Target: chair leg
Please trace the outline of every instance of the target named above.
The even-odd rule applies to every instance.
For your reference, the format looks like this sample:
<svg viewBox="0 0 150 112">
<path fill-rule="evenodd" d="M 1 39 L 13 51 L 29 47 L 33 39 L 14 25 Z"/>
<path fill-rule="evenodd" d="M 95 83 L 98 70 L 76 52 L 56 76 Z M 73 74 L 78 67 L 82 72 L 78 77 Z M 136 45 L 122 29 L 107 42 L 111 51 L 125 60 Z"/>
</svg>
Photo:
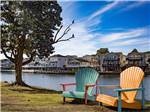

::::::::::

Output the data above exactly. Drop every picture.

- Solution -
Target: chair leg
Please trace the outline of every instance of the target named above.
The even-odd rule applies to every instance.
For your reference, the format looks like this sample:
<svg viewBox="0 0 150 112">
<path fill-rule="evenodd" d="M 1 39 L 13 51 L 29 47 L 33 39 L 14 25 Z"/>
<path fill-rule="evenodd" d="M 95 83 L 98 70 L 76 52 L 56 76 Z M 73 74 L 78 67 L 82 72 L 78 77 Z M 136 45 L 122 29 L 107 42 L 111 51 L 125 60 Z"/>
</svg>
Photo:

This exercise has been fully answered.